◆ Material supplied ◆
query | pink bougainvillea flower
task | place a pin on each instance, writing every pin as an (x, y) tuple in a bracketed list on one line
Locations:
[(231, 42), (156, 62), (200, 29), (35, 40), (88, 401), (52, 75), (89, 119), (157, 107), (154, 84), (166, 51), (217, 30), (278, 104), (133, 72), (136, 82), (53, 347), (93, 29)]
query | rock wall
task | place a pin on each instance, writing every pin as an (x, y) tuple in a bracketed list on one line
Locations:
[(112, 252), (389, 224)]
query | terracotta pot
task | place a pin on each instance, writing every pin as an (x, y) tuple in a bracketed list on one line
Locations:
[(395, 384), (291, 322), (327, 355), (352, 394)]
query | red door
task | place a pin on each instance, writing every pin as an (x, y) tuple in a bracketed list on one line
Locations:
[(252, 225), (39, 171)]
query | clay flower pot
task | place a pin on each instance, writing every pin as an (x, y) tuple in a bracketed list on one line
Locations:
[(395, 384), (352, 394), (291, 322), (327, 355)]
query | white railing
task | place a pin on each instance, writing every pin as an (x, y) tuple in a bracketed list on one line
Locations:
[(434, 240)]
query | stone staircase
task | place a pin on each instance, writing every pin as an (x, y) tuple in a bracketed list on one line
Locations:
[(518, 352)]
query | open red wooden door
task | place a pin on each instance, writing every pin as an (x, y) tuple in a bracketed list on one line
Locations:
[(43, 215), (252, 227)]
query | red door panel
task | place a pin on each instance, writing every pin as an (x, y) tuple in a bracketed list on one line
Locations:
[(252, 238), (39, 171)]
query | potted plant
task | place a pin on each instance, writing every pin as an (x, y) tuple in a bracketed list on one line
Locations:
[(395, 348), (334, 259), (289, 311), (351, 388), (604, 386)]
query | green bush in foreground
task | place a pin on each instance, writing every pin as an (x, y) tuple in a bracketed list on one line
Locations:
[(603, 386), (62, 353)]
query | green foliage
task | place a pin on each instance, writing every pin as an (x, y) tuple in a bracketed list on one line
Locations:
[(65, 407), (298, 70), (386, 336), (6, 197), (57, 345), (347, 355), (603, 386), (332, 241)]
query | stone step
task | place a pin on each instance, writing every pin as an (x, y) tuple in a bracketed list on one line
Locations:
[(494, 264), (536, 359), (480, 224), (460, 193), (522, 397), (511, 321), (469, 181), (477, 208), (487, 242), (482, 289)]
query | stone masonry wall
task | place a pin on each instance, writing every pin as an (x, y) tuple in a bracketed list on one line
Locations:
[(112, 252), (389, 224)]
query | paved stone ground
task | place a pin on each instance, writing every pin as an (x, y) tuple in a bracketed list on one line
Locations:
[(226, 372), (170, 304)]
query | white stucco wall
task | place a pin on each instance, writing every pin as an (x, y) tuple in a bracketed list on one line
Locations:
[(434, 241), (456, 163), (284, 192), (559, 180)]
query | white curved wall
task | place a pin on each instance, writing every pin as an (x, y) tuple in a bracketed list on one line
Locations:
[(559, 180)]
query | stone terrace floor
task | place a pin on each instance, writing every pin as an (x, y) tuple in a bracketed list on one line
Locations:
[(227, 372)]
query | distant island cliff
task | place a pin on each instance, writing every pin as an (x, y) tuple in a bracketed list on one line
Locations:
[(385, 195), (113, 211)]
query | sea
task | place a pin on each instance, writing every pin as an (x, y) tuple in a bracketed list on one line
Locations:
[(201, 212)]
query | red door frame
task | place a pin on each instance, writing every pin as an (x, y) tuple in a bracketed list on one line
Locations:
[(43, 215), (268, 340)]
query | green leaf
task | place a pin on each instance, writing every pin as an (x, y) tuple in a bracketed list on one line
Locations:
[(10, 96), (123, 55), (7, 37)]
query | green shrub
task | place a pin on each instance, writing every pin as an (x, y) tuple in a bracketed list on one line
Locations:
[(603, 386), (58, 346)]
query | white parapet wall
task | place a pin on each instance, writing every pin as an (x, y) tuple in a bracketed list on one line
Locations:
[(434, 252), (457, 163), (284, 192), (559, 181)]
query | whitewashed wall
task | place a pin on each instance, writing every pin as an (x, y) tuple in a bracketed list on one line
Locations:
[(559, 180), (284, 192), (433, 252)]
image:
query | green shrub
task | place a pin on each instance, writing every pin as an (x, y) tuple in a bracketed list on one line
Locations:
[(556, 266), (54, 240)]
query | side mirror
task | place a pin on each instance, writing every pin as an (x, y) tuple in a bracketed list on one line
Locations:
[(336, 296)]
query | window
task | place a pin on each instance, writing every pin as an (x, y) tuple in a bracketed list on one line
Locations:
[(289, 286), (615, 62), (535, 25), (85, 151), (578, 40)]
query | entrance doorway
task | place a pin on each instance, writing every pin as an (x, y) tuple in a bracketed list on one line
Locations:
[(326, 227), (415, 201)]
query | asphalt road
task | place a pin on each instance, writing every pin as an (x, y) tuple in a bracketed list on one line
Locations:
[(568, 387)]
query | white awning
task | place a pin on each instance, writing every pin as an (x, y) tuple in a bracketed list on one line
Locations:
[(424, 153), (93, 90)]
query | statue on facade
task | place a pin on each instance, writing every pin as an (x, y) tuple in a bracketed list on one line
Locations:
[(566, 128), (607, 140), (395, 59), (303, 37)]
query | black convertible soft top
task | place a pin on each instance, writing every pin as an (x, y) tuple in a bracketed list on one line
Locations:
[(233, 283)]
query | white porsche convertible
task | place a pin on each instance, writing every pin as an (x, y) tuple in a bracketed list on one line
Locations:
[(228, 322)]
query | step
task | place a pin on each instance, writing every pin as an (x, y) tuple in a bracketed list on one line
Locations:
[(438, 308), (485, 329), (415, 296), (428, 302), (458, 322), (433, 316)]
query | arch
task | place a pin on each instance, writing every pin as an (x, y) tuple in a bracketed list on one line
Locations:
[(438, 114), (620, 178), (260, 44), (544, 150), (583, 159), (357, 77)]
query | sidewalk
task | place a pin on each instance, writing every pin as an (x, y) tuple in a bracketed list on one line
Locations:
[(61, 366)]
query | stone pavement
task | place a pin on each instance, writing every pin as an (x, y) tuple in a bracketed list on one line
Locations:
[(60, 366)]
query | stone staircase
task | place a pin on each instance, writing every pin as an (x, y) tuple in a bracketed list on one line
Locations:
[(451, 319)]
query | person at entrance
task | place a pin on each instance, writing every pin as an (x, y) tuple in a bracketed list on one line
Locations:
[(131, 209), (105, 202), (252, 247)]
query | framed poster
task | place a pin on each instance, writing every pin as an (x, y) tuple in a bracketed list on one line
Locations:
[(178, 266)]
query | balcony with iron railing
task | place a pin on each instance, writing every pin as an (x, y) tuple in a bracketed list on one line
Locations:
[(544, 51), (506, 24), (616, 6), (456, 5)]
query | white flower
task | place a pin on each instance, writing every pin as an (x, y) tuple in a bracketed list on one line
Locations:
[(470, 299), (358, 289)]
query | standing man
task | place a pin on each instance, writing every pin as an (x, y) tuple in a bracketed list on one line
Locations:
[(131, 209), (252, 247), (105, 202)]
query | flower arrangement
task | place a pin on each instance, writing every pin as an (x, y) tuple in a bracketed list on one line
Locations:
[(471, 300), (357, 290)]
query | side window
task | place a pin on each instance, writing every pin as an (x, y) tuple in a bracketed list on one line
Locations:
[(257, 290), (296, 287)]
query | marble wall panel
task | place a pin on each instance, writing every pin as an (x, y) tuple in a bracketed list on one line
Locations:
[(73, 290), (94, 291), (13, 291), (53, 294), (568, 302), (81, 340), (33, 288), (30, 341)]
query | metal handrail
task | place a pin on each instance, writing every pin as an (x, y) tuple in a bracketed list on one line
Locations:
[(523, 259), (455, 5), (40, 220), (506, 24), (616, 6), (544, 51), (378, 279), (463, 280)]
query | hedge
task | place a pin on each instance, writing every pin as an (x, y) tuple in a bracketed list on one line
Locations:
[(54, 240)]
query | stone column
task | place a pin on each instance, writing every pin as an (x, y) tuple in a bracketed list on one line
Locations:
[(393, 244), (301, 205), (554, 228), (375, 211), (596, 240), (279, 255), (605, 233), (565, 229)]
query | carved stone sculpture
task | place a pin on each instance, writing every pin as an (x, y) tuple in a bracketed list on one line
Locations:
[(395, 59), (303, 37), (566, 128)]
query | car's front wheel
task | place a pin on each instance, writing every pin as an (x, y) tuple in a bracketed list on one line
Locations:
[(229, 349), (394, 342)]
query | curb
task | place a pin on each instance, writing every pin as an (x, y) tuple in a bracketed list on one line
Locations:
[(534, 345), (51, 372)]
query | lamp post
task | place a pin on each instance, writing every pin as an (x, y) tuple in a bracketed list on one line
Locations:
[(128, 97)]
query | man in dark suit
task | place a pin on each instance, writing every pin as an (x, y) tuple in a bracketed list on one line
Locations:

◆ What the task requires ◆
Copy out, word for word, the lines from the one containing "query | arch" to the one containing "[(60, 366)]", with both of those lines included.

◆ Finished exercise ◆
query | arch
task | place a pin on each instance, writing every pin as an (x, y) tuple in a bracketed list on one line
Locations:
[(438, 114), (620, 178), (260, 44), (544, 150), (583, 159), (357, 77)]
query | sidewalk
task | place a pin on each instance, writing every pin as an (x, y) tuple in a bracketed list on one line
Locations:
[(61, 366)]
query | stone pavement
task | place a pin on each instance, writing every pin as an (x, y) tuple in a bracketed list on one line
Locations:
[(60, 366)]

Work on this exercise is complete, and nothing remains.